Challenge - Recast every line of the material below as a Markdown table with the columns "Row" and "Line," numbering each row and skipping blank lines.

>> BEGIN Records provided

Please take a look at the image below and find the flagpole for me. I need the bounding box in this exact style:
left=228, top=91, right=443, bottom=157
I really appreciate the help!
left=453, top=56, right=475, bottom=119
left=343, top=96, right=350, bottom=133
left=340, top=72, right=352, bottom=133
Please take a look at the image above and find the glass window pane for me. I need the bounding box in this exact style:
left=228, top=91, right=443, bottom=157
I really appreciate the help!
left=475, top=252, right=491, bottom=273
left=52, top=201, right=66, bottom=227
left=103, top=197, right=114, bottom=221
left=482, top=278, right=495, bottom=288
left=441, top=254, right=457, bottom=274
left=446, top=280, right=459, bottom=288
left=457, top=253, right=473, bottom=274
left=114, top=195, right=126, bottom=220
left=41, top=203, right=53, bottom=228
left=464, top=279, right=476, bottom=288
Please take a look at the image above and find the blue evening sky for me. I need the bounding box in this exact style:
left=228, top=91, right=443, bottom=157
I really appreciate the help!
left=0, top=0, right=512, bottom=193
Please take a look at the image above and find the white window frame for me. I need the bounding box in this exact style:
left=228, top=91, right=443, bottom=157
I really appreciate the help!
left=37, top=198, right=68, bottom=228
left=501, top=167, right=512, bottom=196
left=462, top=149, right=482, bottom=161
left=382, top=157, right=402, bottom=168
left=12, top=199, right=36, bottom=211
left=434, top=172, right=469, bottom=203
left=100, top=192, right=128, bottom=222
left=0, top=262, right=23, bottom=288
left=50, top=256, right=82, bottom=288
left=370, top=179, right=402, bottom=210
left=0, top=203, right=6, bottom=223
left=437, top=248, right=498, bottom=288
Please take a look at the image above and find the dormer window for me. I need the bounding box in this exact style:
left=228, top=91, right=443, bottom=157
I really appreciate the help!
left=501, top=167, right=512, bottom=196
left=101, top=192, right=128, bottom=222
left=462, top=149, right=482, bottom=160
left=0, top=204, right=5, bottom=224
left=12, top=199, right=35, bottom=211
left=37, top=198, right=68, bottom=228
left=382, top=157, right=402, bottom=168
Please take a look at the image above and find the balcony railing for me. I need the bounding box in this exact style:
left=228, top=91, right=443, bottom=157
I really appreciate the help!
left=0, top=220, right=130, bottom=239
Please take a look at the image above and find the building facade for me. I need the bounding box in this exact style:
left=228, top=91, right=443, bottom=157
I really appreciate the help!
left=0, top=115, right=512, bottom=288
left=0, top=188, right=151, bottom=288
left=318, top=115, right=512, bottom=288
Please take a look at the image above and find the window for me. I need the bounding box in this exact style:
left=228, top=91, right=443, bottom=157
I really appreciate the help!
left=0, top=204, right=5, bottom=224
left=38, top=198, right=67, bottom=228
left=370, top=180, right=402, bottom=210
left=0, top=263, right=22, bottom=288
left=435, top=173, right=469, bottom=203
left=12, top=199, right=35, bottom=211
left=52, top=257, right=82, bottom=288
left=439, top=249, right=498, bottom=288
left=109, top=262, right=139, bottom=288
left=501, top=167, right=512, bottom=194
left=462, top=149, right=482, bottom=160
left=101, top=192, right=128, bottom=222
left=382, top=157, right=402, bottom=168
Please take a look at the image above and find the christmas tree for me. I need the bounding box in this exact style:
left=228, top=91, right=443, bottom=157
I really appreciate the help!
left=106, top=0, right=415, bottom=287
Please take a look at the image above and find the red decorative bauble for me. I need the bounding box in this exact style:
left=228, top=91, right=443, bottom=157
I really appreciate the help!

>> END Records provided

Output -
| Row | Line |
|---|---|
| 1 | Please take a look at the image below and find the flagpole for me. I need the bounding box in this exact style: |
| 2 | left=228, top=91, right=443, bottom=157 |
| 3 | I really appreciate the help! |
| 4 | left=453, top=56, right=475, bottom=119 |
| 5 | left=343, top=96, right=350, bottom=133 |
| 6 | left=340, top=72, right=352, bottom=133 |
| 7 | Please take a look at the image above and find the glass window pane for me. I need the bounding box in this exact style: |
| 8 | left=228, top=91, right=443, bottom=157 |
| 9 | I really appreciate the help! |
| 10 | left=475, top=252, right=491, bottom=273 |
| 11 | left=52, top=201, right=66, bottom=227 |
| 12 | left=103, top=197, right=114, bottom=221 |
| 13 | left=482, top=278, right=495, bottom=288 |
| 14 | left=441, top=254, right=457, bottom=274 |
| 15 | left=446, top=280, right=459, bottom=288 |
| 16 | left=457, top=253, right=473, bottom=274 |
| 17 | left=114, top=195, right=126, bottom=220 |
| 18 | left=41, top=203, right=53, bottom=228 |
| 19 | left=464, top=279, right=476, bottom=288 |
| 20 | Please take a look at the image above and find the blue evening sky for me. I need the bounding box in this exact style: |
| 21 | left=228, top=91, right=443, bottom=157 |
| 22 | I really appreciate the help! |
| 23 | left=0, top=0, right=512, bottom=193 |
| 24 | Please take a look at the image above and find the white window frame for me. I need the bounding box in this exact style: |
| 25 | left=228, top=91, right=443, bottom=157 |
| 26 | I really appreciate the help! |
| 27 | left=37, top=198, right=68, bottom=228 |
| 28 | left=501, top=167, right=512, bottom=196 |
| 29 | left=462, top=149, right=482, bottom=161 |
| 30 | left=382, top=157, right=402, bottom=168 |
| 31 | left=12, top=199, right=36, bottom=211 |
| 32 | left=434, top=172, right=469, bottom=203 |
| 33 | left=100, top=192, right=128, bottom=222 |
| 34 | left=0, top=262, right=23, bottom=288 |
| 35 | left=50, top=256, right=82, bottom=288 |
| 36 | left=370, top=179, right=402, bottom=210 |
| 37 | left=0, top=203, right=6, bottom=223 |
| 38 | left=437, top=248, right=498, bottom=288 |
| 39 | Please take a look at the image above and find the dormer window for me. I need the bounding box in this exact style: |
| 40 | left=228, top=91, right=443, bottom=157 |
| 41 | I really appreciate the help! |
| 42 | left=501, top=167, right=512, bottom=196 |
| 43 | left=101, top=192, right=128, bottom=222 |
| 44 | left=462, top=149, right=482, bottom=160 |
| 45 | left=0, top=204, right=5, bottom=224 |
| 46 | left=12, top=199, right=35, bottom=211 |
| 47 | left=37, top=198, right=68, bottom=228 |
| 48 | left=382, top=157, right=402, bottom=168 |
| 49 | Please take a look at the image above and find the balcony railing for me. I need the bounding box in this exact style: |
| 50 | left=228, top=91, right=443, bottom=157 |
| 51 | I really appreciate the help! |
| 52 | left=0, top=220, right=130, bottom=239 |
| 53 | Please take a look at the image above and find the building facade for me. I need the bounding box in this exact style: |
| 54 | left=228, top=91, right=443, bottom=157 |
| 55 | I really appreciate the help! |
| 56 | left=0, top=115, right=512, bottom=288 |
| 57 | left=0, top=188, right=151, bottom=288 |
| 58 | left=318, top=115, right=512, bottom=288 |
| 59 | Please take a look at the image above and find the window for me. I need the bounding box in this exact style: |
| 60 | left=228, top=91, right=443, bottom=157 |
| 61 | I really appreciate the help! |
| 62 | left=0, top=204, right=5, bottom=224 |
| 63 | left=38, top=198, right=67, bottom=228 |
| 64 | left=370, top=180, right=402, bottom=210 |
| 65 | left=0, top=263, right=22, bottom=288 |
| 66 | left=435, top=173, right=469, bottom=203 |
| 67 | left=12, top=199, right=35, bottom=211 |
| 68 | left=52, top=257, right=82, bottom=288 |
| 69 | left=439, top=249, right=498, bottom=288 |
| 70 | left=109, top=262, right=139, bottom=288 |
| 71 | left=501, top=167, right=512, bottom=194 |
| 72 | left=462, top=149, right=482, bottom=160 |
| 73 | left=101, top=192, right=128, bottom=222 |
| 74 | left=382, top=157, right=402, bottom=168 |
| 75 | Please take a look at the image above and find the christmas tree for me. I need the bounding box in this exact style: |
| 76 | left=228, top=91, right=443, bottom=157 |
| 77 | I really appreciate the help! |
| 78 | left=106, top=0, right=415, bottom=287 |
| 79 | Please take a look at the image above and find the red decorative bauble for me. I need the bounding box in this exact style: |
| 80 | left=228, top=91, right=443, bottom=157 |
| 81 | I really appreciate the help! |